• _Aufgaben_:
(1) Kopiere aus dem Text über das Konzert des Schulorchesters den Abschnitt zwischen „Am Sonntag vor“ und „Klavier – leider.“, beide eingeschlossen, wortgetreu.
(2) Knüpfe an den Text über das Konzert des Schulorchesters an und schreibe ihn nach seinem letzten Satz weiter.

• _Ausgewählter Auszug_:
◇ ◇ ◇ ◇

Vorletzte Woche hat Herr Kuno, der Musiklehrer, die aufregende Neuigkeit verkündet : das Schulorchester ist vom berühmten Panther-Club, einer internationalen Wohltätigkeitsorganisation, für ein Konzert am Palmsonntag engagiert worden!
Am Sonntag vor Ostern arrangiert der Panther-Club traditionell eine Benefizveranstaltung, bei der auch immer ein Palmsonntags-Sinfoniekonzert stattfindet. Und für dieses Konzert ist das Schulorchester des Max-Planck-Gymnasiums – Anatols Schule – ausgesucht worden.
Anatol kann sich gar nicht mehr beruhigen. « Stellt Euch vor – wir werden im Park vor fast 300 Zuhörern spielen ! Wir werden berühmt ! »
Elie findet das weit weniger enthusiasmierend. Er spielt er erst seit kurzer Zeit Geige und weiss noch nicht, ob er das weiterführen will. Er ist eigentlich mehr vom Klavier angetan – aber ich möchte erst, dass er etwas Geige lernt. Die Geige kann man leichter überall hin mitnehmen und dann mit Freunden musizieren. Zudem haben wir kein Klavier – leider.
Anatol hingegen spielt schon in der ersten Geige. Er ist relativ begabt – und dementsprechend stolz auf sein Geigenspiel. Eine Gelegenheit wie das kommende Benefizkonzert ist eine großartige Bestätigung für ihn.
Die beiden Butler haben in den vergangenen Wochen sehr intensiv geprobt. Jeden Tag fand eine mehrstündige Orchesterprobe statt, und danach selbstverständlich noch die Übungen zu Hause – und die Einzelproben mit der jeweiligen Instrumentenstimme. Mehrfach war die erste Geige bei uns, um hier zu üben. Überflüssig zu erwähnen, dass der Konzertmeister natürlich Angelo ist. Er wird in dem Konzert auch einen Solopart spielen. Anatol ist sehr neidisch darauf. Leider ist Neid kein guter Ansporn – auch wenn er durchaus ungeahnte Energien freisetzen kann. So übt Anatol zur Zeit nicht wie üblich eine Stunde täglich, sondern vier. Ich habe alle Mühe, für Ausgleich zu sorgen – Anatol ist von dem Instrument nicht mehr wegzukriegen.
Ganz besonders wurmt Anatol, dass Angelo – obwohl mehrere Jahre jünger als er selbst – schon diverse Preise bei Dinojugend musiziert gewonnen hat. « Warum soll ich nicht bei Dinojugend musiziert mitmachen?! Warum verbietest Du mir das? Es ist so ungerecht! »

◇ ◇ ◇ ◇

• _Bereitgestelltes Material_:

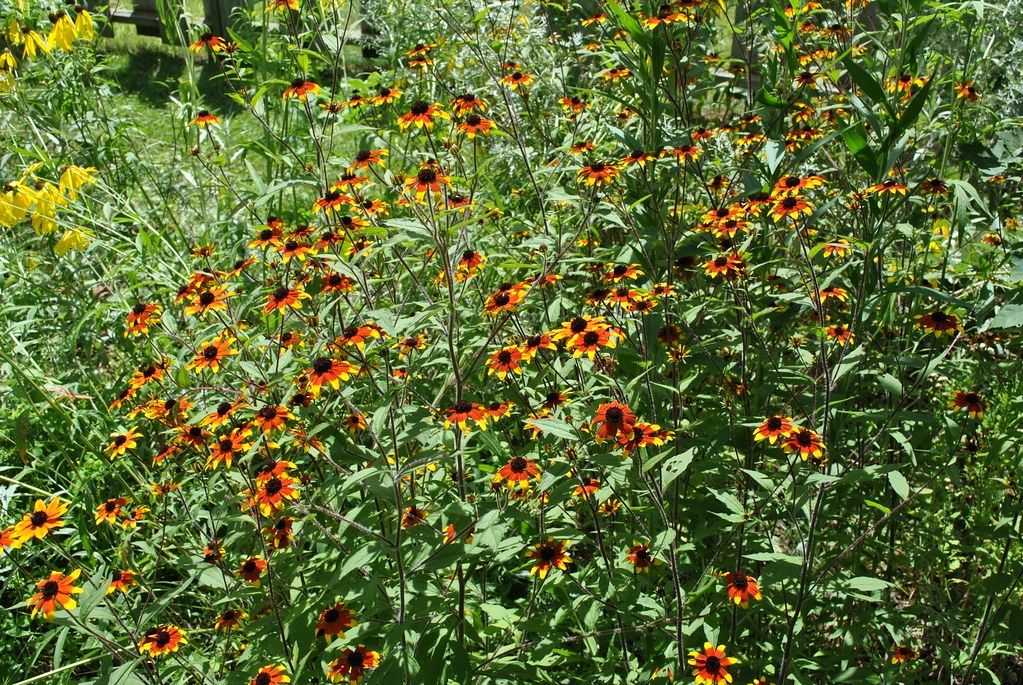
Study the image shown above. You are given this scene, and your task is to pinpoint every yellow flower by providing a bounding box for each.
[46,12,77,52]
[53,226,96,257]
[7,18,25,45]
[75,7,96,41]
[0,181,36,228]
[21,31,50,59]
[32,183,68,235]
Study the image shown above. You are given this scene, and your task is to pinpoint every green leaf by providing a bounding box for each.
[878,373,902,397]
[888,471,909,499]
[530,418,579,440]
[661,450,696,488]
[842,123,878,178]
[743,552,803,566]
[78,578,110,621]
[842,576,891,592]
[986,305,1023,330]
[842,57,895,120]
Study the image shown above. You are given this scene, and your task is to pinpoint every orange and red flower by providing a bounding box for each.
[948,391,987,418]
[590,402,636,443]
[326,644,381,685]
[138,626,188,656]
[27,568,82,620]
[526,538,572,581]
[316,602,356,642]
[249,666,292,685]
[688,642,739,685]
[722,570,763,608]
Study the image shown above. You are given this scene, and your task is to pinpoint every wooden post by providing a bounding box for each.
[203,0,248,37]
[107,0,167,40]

◇ ◇ ◇ ◇

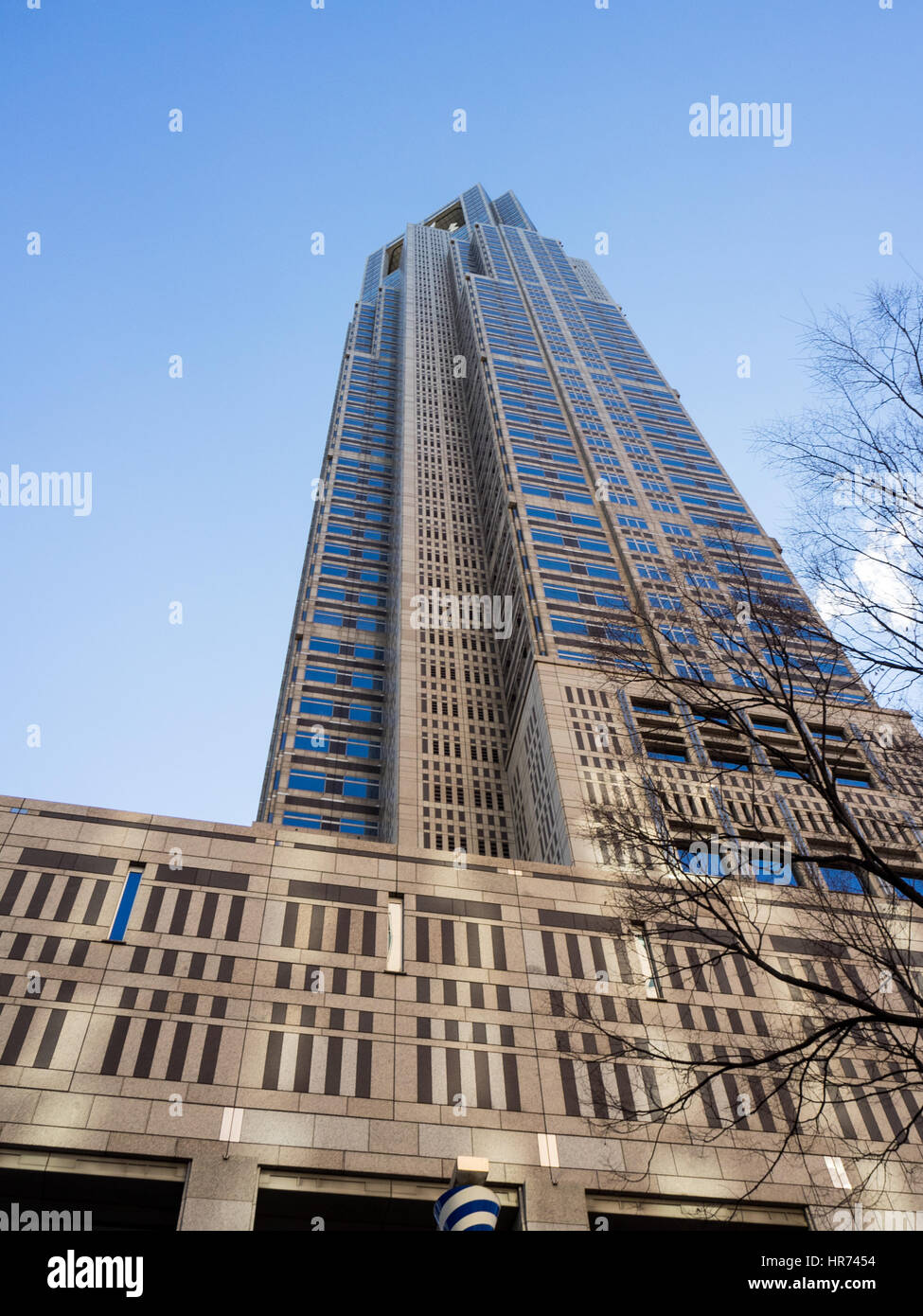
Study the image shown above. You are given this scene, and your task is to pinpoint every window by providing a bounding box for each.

◇ ◇ ◇ ◇

• _Ergebnisse je Aufgabe_:
(1)
Am Sonntag vor Ostern arrangiert der Panther-Club traditionell eine Benefizveranstaltung, bei der auch immer ein Palmsonntags-Sinfoniekonzert stattfindet. Und für dieses Konzert ist das Schulorchester des Max-Planck-Gymnasiums – Anatols Schule – ausgesucht worden.
Anatol kann sich gar nicht mehr beruhigen. « Stellt Euch vor – wir werden im Park vor fast 300 Zuhörern spielen ! Wir werden berühmt ! »
Elie findet das weit weniger enthusiasmierend. Er spielt er erst seit kurzer Zeit Geige und weiss noch nicht, ob er das weiterführen will. Er ist eigentlich mehr vom Klavier angetan – aber ich möchte erst, dass er etwas Geige lernt. Die Geige kann man leichter überall hin mitnehmen und dann mit Freunden musizieren. Zudem haben wir kein Klavier – leider.

(2)
Ich berichtige Anatol. « Ich habe eine Teilnahme an Dinojugend musiziert nicht verboten, Anatol. Ich finde nur, dass diese Veranstaltungen mehr Dressur sind als Musik. Was mir daran überhaupt nicht gefällt, ist das Konkurrenzdenken, das den jungen Musikern dabei eingebleut wird. Musik hat aus meiner Sicht nichts mit Gewinnen oder Verlieren zu tun. Das habe ich Dir ja auch früher schon erklärt. »
Dass ich mit dieser altmodischen Ansicht vollständig überholt bin, ist mir klar. Heute muss man zu den Gewinnern gehören – immer und überall. Während ich früher mit meinen Freunden einfach nur gemeinsam Musik machen konnte, geht es heute darum, einen ersten Preis zu ergattern. Ich finde das traurig, und möchte meine Saurier davor so lange bewahren wie möglich. Ein zum Scheitern verurteiltes Unterfangen, das weiss ich.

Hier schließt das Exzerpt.